▸ SET TASK A
Reproduce the listing from the line containing "Would you mind pinning the tower" through the end of the listing, substituting "one point per occurrence" for every "one point per instance" and leaving everything else unchanged.

▸ TEXT EXCERPT
───

In November 2015, Congress passed the Bipartisan Budget Act, which eliminates a few social security windfalls the government considers loopholes. One of these was the "file and suspend" spousal benefit, which worked like this:

  1. At age 62, the day John is eligible to file for social security benefits, he files for benefits but suspends (or defers) the actual payments.

  2. By deferring payments, John takes advantage of delayed retirement credits, which increase his payments by 8% each year between his full retirement age and age 70.

  3. John's wife, Mary, files for and receives spousal social security benefits immediately, based on John's employment history.

  4. When Mary is eligible for her own social security benefits, she files and suspends her benefits to rack up delayed retirement credits, while collecting the spousal benefit she receives from John's work history.

  5. John and Mary both defer their payments until age 70, when they both receive benefit payments that are 32% higher than the payments would have been at full retirement age, due to the delayed retirement credits.

  6. By cashing in on the delayed retirement credits and spousal benefits, John and Mary pocket up to $60,000 more in lifetime benefits than they would have if they filed for benefits individually and did not defer payments.

With the passage of the Bipartisan Budget Act, it is no longer possible to file and suspend your own benefits while also receiving a spousal benefit. Individuals who turn(ed) 62 on or after January 2, 2016, must file and accept their own and any spousal benefits concurrently, meaning they can't collect spousal benefits while suspending their own benefits and earning delayed retirement credits.

For most of us, this change is unfortunate but unavoidable. However, people born on or before May 1, 1950, have the opportunity to use the spousal file and suspend method before the deadline of April 30, 2016. If you're in this group, consider your options and decide if the file and suspend strategy is a good move for you, then move quickly to file before the deadline!

───

▸ Point labeling dataset excerpts
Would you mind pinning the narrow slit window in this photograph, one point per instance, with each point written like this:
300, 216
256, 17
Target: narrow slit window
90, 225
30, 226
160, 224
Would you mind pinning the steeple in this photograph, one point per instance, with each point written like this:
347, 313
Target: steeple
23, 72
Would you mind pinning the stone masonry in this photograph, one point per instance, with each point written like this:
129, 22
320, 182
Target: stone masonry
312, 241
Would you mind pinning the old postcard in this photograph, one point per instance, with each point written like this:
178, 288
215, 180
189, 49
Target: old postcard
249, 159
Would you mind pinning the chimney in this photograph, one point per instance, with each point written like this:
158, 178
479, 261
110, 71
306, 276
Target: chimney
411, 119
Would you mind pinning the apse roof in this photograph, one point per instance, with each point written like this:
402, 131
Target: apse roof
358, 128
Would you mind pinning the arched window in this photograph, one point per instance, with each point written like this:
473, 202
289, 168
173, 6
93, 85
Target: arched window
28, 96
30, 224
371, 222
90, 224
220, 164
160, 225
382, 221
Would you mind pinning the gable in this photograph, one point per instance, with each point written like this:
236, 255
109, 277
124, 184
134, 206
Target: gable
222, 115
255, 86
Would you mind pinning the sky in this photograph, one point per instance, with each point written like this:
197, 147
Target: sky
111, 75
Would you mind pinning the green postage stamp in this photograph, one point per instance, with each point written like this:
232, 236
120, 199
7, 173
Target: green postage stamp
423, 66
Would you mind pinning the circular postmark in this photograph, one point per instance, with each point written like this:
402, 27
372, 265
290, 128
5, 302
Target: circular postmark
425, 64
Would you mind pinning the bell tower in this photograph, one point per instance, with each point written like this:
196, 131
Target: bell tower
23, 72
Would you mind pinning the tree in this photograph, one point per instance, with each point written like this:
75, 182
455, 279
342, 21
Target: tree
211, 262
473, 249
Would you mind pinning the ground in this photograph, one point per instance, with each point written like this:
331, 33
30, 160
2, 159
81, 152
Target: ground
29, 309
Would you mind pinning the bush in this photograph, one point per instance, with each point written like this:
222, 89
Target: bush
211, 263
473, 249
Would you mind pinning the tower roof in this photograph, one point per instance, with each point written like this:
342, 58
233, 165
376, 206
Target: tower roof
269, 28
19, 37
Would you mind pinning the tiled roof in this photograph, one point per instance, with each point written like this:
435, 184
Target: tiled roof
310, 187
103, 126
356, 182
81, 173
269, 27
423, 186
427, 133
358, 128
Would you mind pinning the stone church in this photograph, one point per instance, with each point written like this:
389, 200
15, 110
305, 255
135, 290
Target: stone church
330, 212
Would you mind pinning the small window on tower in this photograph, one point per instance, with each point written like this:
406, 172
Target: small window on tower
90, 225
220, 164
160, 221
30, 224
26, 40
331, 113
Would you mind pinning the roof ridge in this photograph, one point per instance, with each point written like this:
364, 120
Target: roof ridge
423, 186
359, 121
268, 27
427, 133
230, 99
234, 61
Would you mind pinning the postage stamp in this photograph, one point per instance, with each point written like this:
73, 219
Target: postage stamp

───

▸ SET TASK B
Shorten the paragraph of the social security text that begins "With the passage of the Bipartisan Budget Act", keeping its main facts.

▸ CORRECT RESULT A
Would you mind pinning the tower roof in this photograph, one point per occurrence, with each point written like this:
342, 58
233, 165
376, 206
Target: tower roof
269, 28
19, 37
Would you mind pinning the tiled roof in this photograph, one point per occurrence, with each point written like this:
435, 184
Target: tiled roof
310, 187
103, 126
356, 182
81, 173
269, 27
423, 186
427, 133
358, 128
Would you mind pinning the stone church in this photograph, one point per occurrence, with each point written like this:
389, 200
15, 110
305, 255
135, 290
Target: stone church
330, 212
Would you mind pinning the small window on tower in this photograph, one point per occurrence, with each point written like this:
406, 172
Target: small window on tower
90, 225
220, 164
160, 221
30, 224
26, 40
331, 113
Would you mind pinning the roof ridge in this photograph, one point per occurrence, with each point written like this:
364, 120
Target: roof ridge
423, 186
359, 121
268, 27
427, 133
230, 99
234, 61
Would you mind pinning the postage stamp in this photograph, one point per occurrence, with each point written like this:
73, 219
Target: postage stamp

▸ CORRECT RESULT B
The Bipartisan Budget Act ended the option to file and suspend one's own benefits while receiving a spousal benefit. Anyone who turns or turned 62 on or after January 2, 2016, must file for and accept their own and any spousal benefits at the same time. They therefore cannot collect spousal benefits while their own benefits stay suspended and earn delayed retirement credits.